BEGIN Supplied entries

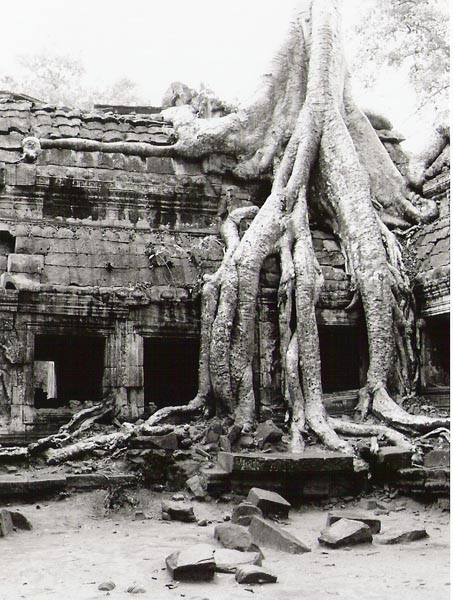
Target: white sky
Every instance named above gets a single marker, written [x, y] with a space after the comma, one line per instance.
[225, 45]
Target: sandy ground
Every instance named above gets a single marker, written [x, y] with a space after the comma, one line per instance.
[74, 547]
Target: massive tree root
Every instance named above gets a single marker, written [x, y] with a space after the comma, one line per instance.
[326, 160]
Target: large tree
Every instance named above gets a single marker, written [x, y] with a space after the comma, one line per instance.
[304, 131]
[304, 128]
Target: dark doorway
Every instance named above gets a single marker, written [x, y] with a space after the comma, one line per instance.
[79, 364]
[437, 351]
[171, 371]
[340, 358]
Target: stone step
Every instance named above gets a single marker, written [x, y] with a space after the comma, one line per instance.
[306, 462]
[422, 480]
[26, 487]
[297, 477]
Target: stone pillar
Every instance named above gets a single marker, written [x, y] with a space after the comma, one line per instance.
[123, 371]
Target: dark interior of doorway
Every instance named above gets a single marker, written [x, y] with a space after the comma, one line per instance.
[171, 371]
[340, 358]
[79, 364]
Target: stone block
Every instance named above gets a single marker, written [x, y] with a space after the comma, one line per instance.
[268, 432]
[253, 574]
[437, 458]
[6, 523]
[195, 563]
[162, 442]
[234, 537]
[402, 537]
[244, 512]
[228, 561]
[178, 511]
[390, 458]
[20, 521]
[373, 523]
[345, 532]
[270, 503]
[269, 535]
[25, 263]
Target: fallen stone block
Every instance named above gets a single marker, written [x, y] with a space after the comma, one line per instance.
[106, 586]
[270, 503]
[373, 523]
[437, 458]
[268, 433]
[157, 442]
[243, 513]
[345, 532]
[444, 504]
[254, 574]
[178, 511]
[228, 561]
[234, 537]
[390, 458]
[269, 535]
[20, 521]
[402, 537]
[6, 523]
[195, 563]
[196, 487]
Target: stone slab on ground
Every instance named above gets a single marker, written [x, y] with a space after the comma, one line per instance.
[25, 486]
[254, 574]
[6, 523]
[402, 537]
[373, 523]
[268, 535]
[234, 537]
[20, 521]
[345, 532]
[178, 511]
[437, 458]
[195, 563]
[270, 503]
[228, 561]
[157, 442]
[391, 459]
[307, 462]
[242, 513]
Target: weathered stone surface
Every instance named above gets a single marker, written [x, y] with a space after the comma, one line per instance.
[195, 563]
[307, 462]
[390, 458]
[269, 535]
[345, 532]
[6, 523]
[136, 589]
[437, 458]
[402, 536]
[269, 502]
[228, 561]
[373, 523]
[234, 537]
[268, 432]
[195, 486]
[163, 442]
[243, 513]
[20, 521]
[254, 574]
[106, 586]
[178, 511]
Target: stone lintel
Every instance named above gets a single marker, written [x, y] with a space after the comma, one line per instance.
[307, 462]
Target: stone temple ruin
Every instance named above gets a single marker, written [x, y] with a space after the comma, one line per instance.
[101, 258]
[102, 255]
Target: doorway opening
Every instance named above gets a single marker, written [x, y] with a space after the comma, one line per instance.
[340, 358]
[67, 369]
[170, 370]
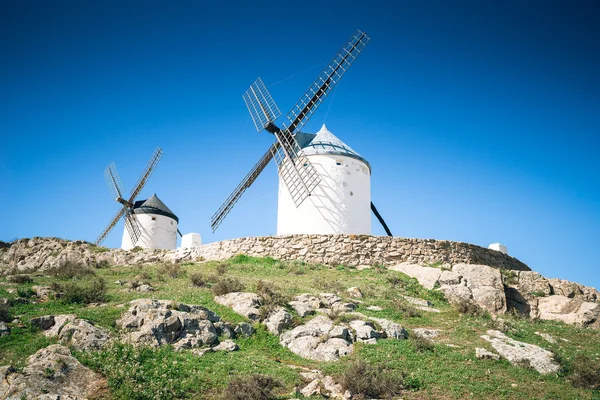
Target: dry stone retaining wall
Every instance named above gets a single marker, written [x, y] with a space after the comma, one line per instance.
[356, 250]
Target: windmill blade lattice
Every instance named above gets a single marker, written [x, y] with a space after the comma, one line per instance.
[298, 174]
[316, 93]
[295, 169]
[113, 181]
[233, 198]
[132, 226]
[261, 105]
[109, 227]
[137, 188]
[116, 188]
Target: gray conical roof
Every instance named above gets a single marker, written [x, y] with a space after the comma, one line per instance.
[325, 142]
[153, 206]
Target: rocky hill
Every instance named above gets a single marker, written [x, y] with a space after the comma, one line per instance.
[310, 316]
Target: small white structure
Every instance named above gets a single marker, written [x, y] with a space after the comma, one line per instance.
[341, 203]
[191, 240]
[498, 247]
[157, 224]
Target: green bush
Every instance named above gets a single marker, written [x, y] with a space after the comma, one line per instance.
[5, 315]
[406, 309]
[422, 344]
[84, 292]
[198, 279]
[19, 279]
[272, 297]
[371, 381]
[585, 372]
[227, 285]
[253, 387]
[172, 270]
[221, 269]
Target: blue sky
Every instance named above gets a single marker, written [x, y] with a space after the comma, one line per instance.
[480, 119]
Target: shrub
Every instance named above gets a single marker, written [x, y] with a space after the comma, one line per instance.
[172, 270]
[371, 381]
[334, 286]
[253, 387]
[421, 343]
[198, 279]
[70, 269]
[20, 279]
[221, 269]
[403, 307]
[585, 372]
[5, 313]
[227, 285]
[272, 298]
[91, 291]
[25, 292]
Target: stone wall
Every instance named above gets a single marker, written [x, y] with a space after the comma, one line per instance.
[355, 250]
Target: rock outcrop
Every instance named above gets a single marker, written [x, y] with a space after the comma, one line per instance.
[71, 331]
[51, 373]
[524, 354]
[161, 322]
[42, 254]
[319, 339]
[479, 284]
[243, 303]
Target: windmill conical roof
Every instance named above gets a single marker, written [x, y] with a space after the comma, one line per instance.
[326, 143]
[153, 205]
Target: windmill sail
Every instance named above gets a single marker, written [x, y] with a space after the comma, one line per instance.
[116, 188]
[295, 169]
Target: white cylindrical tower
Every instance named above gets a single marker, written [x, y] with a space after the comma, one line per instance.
[341, 203]
[157, 223]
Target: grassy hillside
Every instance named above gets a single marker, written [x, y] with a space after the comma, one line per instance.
[446, 369]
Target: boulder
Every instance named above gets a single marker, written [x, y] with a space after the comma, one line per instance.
[51, 373]
[354, 292]
[159, 322]
[278, 321]
[426, 333]
[363, 331]
[83, 335]
[547, 337]
[243, 303]
[427, 276]
[312, 340]
[305, 304]
[483, 354]
[226, 345]
[4, 329]
[519, 353]
[244, 329]
[569, 310]
[479, 284]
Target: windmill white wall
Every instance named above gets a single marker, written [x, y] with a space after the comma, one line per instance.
[157, 232]
[341, 203]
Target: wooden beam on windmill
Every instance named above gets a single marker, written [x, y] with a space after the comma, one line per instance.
[115, 186]
[298, 174]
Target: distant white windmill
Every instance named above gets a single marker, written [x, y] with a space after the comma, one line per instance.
[149, 224]
[321, 166]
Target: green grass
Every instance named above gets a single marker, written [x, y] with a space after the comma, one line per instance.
[441, 372]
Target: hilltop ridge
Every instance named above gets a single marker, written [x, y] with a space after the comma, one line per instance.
[199, 323]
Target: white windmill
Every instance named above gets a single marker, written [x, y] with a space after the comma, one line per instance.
[320, 167]
[149, 224]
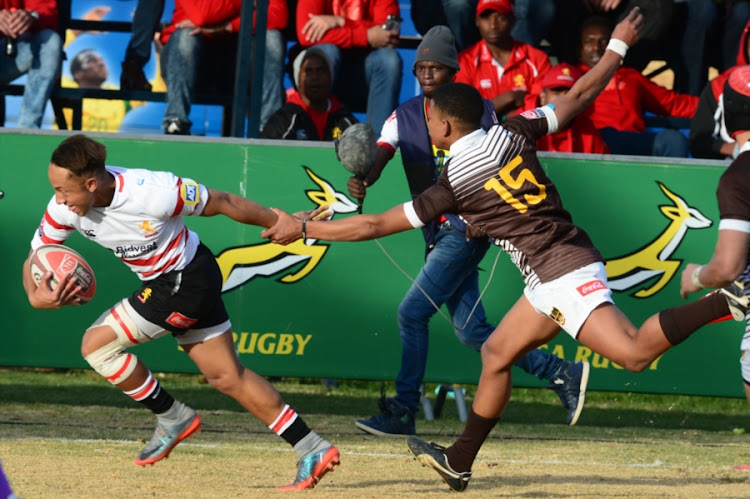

END Supplied entries

## Exercise description:
All lines from the first in the listing above to the line containing "Target: stone block", inclusive, go in the output exactly as they are; no pictures go in.

## Solution to this exercise:
Target: white sky
Every instance named above gets a single marker, written [x, y] with a space after the comma, one line per instance.
[225, 45]
Target: sandy ground
Every instance named above gets a single marker, written [x, y] with a space after the comma, one line per instance.
[74, 547]
Target: massive tree root
Every instance named above gets a single marker, written [x, y] with a space after the comma, one line per instance.
[326, 160]
Target: large tree
Every instance named above gets a single marker, written [x, y] with a space after the comma, one line per instance.
[304, 131]
[304, 128]
Target: dark doorway
Every instance named above gets a single marker, written [x, y] with a space after the comma, one line per instance.
[79, 364]
[437, 351]
[171, 371]
[340, 358]
Target: stone step
Every instance named above gets a single marker, written [x, y] with a space after the comma, one line per instance.
[306, 462]
[422, 480]
[26, 487]
[297, 477]
Target: stone pillar
Every instance named above gets a single marker, written [x, y] with a space after the comma, one line per instance.
[123, 371]
Target: dark interior of doorway
Every instance named above gets a single marker, written [x, y] with a space after the comma, one line per instance.
[171, 371]
[340, 358]
[79, 364]
Target: stone block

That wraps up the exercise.